++++ Source document
From: Mike Snitzer <snitzer@kernel.org>
To: dm-devel@redhat.com
Cc: axboe@kernel.dk, ebiggers@kernel.org, keescook@chromium.org,
heinzm@redhat.com, Mike Snitzer <snitzer@kernel.org>,
nhuck@google.com, linux-block@vger.kernel.org, ejt@redhat.com,
mpatocka@redhat.com, luomeng12@huawei.com
Subject: [dm-devel] [dm-6.4 PATCH v3 05/20] dm bufio: add LRU abstraction
Date: Mon, 27 Mar 2023 16:11:28 -0400 [thread overview]
Message-ID: <20230327201143.51026-6-snitzer@kernel.org> (raw)
In-Reply-To: <20230327201143.51026-1-snitzer@kernel.org>
From: Joe Thornber <ejt@redhat.com>
A CLOCK algorithm is used in this LRU abstraction. This avoids
relinking list nodes, which would require a write lock protecting it.
None of the LRU methods are threadsafe; locking must be done at a
higher level.
Code that uses this new LRU will be introduced in the next 2 commits.
As such, this commit will cause "defined but not used" compiler warnings
that will be resolved by the next 2 commits.
Signed-off-by: Joe Thornber <ejt@redhat.com>
Signed-off-by: Mike Snitzer <snitzer@kernel.org>
---
drivers/md/dm-bufio.c | 235 ++++++++++++++++++++++++++++++++++++++++++
1 file changed, 235 insertions(+)
diff --git a/drivers/md/dm-bufio.c b/drivers/md/dm-bufio.c
index 64fb5fd39bd9..a0bb0de0d4e7 100644
--- a/drivers/md/dm-bufio.c
+++ b/drivers/md/dm-bufio.c
@@ -66,6 +66,241 @@
#define LIST_DIRTY 1
#define LIST_SIZE 2
+/*--------------------------------------------------------------*/
+
+/*
+ * Rather than use an LRU list, we use a clock algorithm where entries
+ * are held in a circular list. When an entry is 'hit' a reference bit
+ * is set. The least recently used entry is approximated by running a
+ * cursor around the list selecting unreferenced entries. Referenced
+ * entries have their reference bit cleared as the cursor passes them.
++++++++
++++ Recorded data
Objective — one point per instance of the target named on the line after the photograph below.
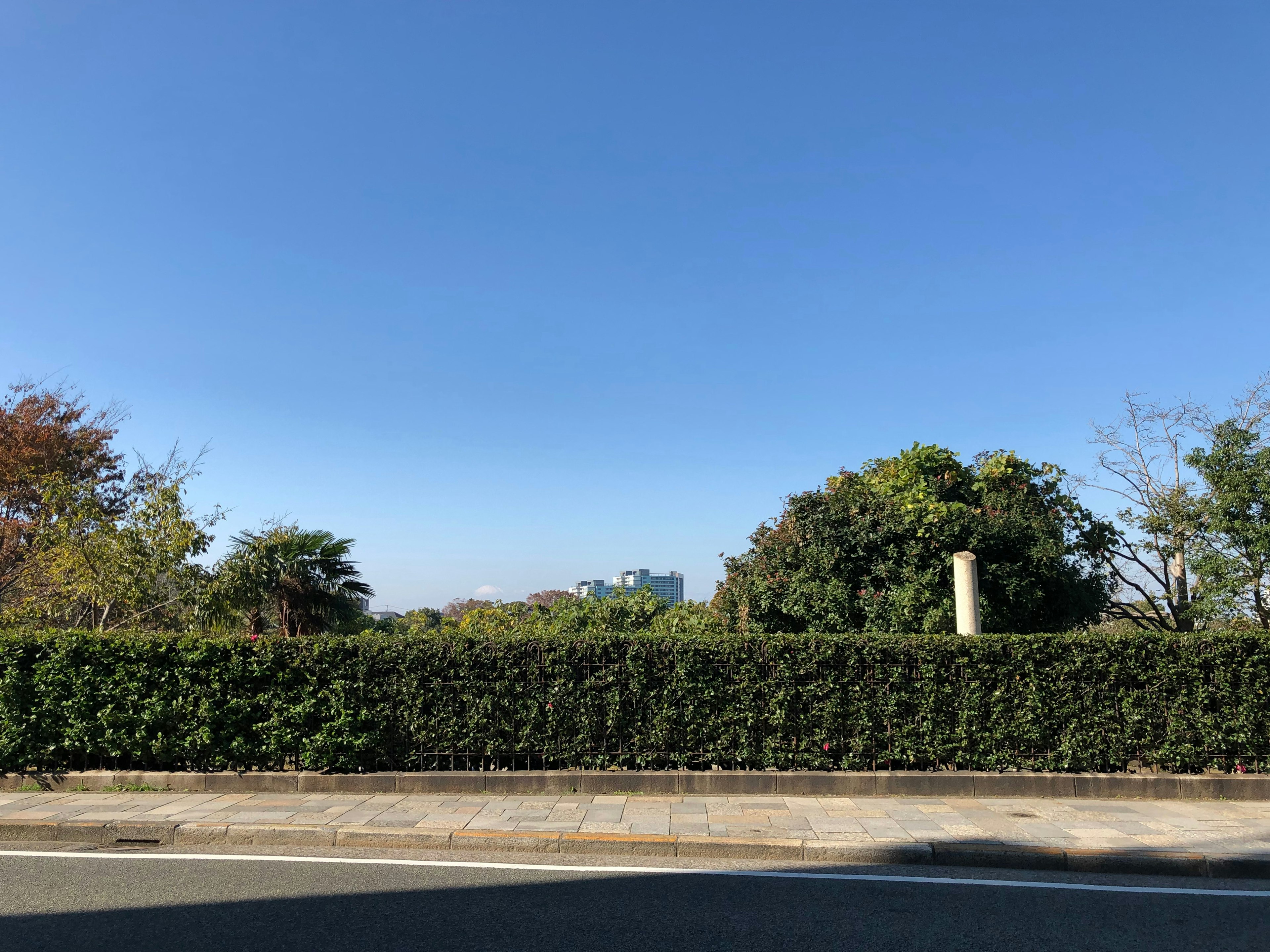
++++++++
__The exercise__. Copy everything in the patch email from "In-Reply-To: <20230327201143.51026-1-snitzer@kernel.org>" down to "in the next 2 commits.". Work only from the patch email.

__Solution__.
In-Reply-To: <20230327201143.51026-1-snitzer@kernel.org>
From: Joe Thornber <ejt@redhat.com>
A CLOCK algorithm is used in this LRU abstraction. This avoids
relinking list nodes, which would require a write lock protecting it.
None of the LRU methods are threadsafe; locking must be done at a
higher level.
Code that uses this new LRU will be introduced in the next 2 commits.